_Exercise goal_
Nothing but the pictures may be left out. Restate the rest of the entries word for word.

_Available data_

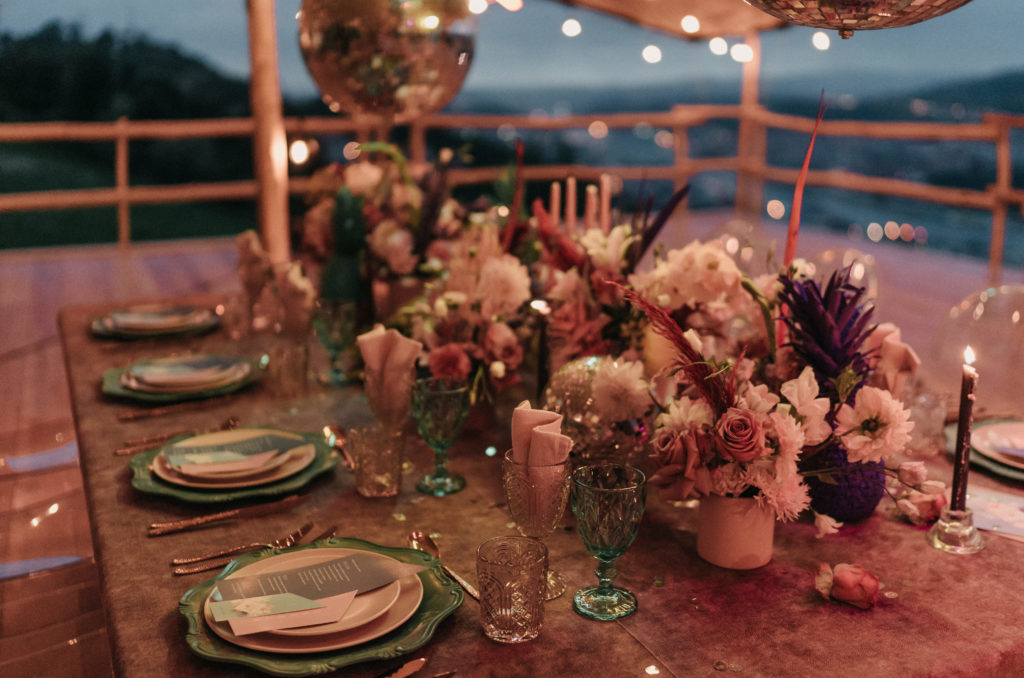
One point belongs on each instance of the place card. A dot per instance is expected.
(180, 455)
(275, 603)
(247, 616)
(225, 462)
(358, 573)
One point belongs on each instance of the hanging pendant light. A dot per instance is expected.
(849, 15)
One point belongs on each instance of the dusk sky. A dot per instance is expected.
(527, 47)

_Answer area_
One point belongs on each instance of the place card. A dot per instance is expected.
(180, 455)
(275, 603)
(247, 616)
(225, 462)
(358, 573)
One point belongs on each instance of the hanging pendant light. A dot per instance is expected.
(849, 15)
One point belongs on each instance of the dusk sky. A dot per instance is expected.
(527, 47)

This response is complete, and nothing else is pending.